==== Article ====

Docker Compose Overview

Problem Statement

When working with Docker, complex applications typically require multiple services running simultaneously. A typical Django project might need MySQL, Redis, and other dependencies. Maanging these as separate containers individual becomes cumbersome and error-prone. Docker Compose solves this problem by providing a tool to define and manage multiple containers as a single application.

Key Capabilities

Docker Compose is a tool for defining and running multi-container Docker applications. It uses YAML files to configure application services and allows you to start and stop all services with a single command.

Container Orchestration Options:

Type Tool
Single-host orchestration Docker Compose
Multi-host orchestration Docker Swarm, Kubernetes

Installation

Download the Docker Compose binary from the official GitHub repository:

wget https://github.com/docker/compose/releases/download/v2.15.1/docker-compose-linux-x86_64
sudo cp ./docker-compose-linux-x86_64 /usr/local/bin/docker-compose
sudo chmod +x /usr/local/bin/docker-compose

Add the binary to your system PATH by placing it in /usr/local/bin, enabling execution from any directory.

Permission Model

Owner  Group  Others
 rwx   rwx    rwx

Example permission commands:

chmod 777 filename    # Full permissions for all
chmod +x filename     # Add execute permission
chmod 555 filename    # Read and execute for all

Essential Commands

Command Description
docker-compose up Start services (searches for compose file in current directory)
docker-compose -f <file> up Start services using specified file
docker-compose up -d Run in detached mode (background)

==== Record excerpts ====

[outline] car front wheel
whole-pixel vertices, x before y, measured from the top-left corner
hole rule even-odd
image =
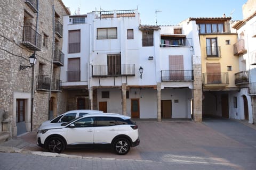
[[[125,155],[128,153],[131,147],[128,140],[125,138],[119,138],[114,143],[114,149],[118,155]]]
[[[47,149],[51,152],[60,153],[65,148],[63,140],[59,137],[52,137],[48,140],[46,144]]]

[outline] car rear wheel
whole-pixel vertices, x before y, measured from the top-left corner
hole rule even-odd
[[[114,143],[114,149],[118,155],[125,155],[128,153],[131,147],[128,140],[125,138],[119,138]]]
[[[63,140],[59,137],[52,137],[48,140],[46,144],[47,149],[51,152],[60,153],[65,148]]]

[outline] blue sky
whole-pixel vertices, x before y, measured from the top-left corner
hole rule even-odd
[[[71,14],[99,11],[127,10],[137,8],[142,24],[156,24],[156,10],[158,25],[175,25],[189,18],[231,16],[243,19],[242,6],[247,0],[62,0]],[[231,14],[232,13],[232,14]]]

====

• **Objectives**:
1 > In the Docker Compose overview, condense the paragraph beginning "Docker Compose is a tool for defining" into a short bulleted list that keeps its main facts.
2 > Carry on the Docker Compose overview from its last line, in the same style.
The rows play no part in the work on the Docker Compose overview.

• **Results by task**:
1 >
- Docker Compose defines and runs multi-container Docker applications.
- Application services are configured in YAML files.
- A single command starts or stops all services.

2 >
docker-compose up -d --build Rebuild images and start containers
docker-compose stop Stop containers without removal
docker-compose down Stop and remove containers
docker-compose start Start managed containers
docker-compose ps List running containers
docker-compose images List managed images
docker-compose exec <service> /bin/bash Shell into a service container

Docker Installation (CentOS)

sudo yum install -y yum-utils
sudo yum-config-manager --add-repo https://download.docker.com/linux/centos/docker-ce.repo
sudo yum install docker-ce docker-ce-cli containerd.io docker-buildx-plugin docker-compose-plugin

Deploying a Flask Application

Project Structure

A Flask application with Redis requires two containers: the Flask application and the Redis cache.

Application Code (app.py)

from flask import Flask
from redis import Redis

app = Flask(__name__)
redis_client = Redis(host='redis', port=6379)

@app.route('/')
def index():
    redis_client.incr('visits')
    return f'Page visited {redis_client.get("visits").decode()} times\n'

if __name__ == "__main__":
    app.run(host="0.0.0.0", port=5000, debug=True)

Service names in the compose file become hostname aliases. The Flask container can reach Redis using the hostname redis.

Dockerfile

FROM python:3.10
WORKDIR /app
COPY . /app
RUN pip install flask redis -i https://pypi.tuna.tsinghua.edu.cn/simple
EXPOSE 5000
CMD [ "python", "app.py" ]

Docker Compose Configuration

version: "3"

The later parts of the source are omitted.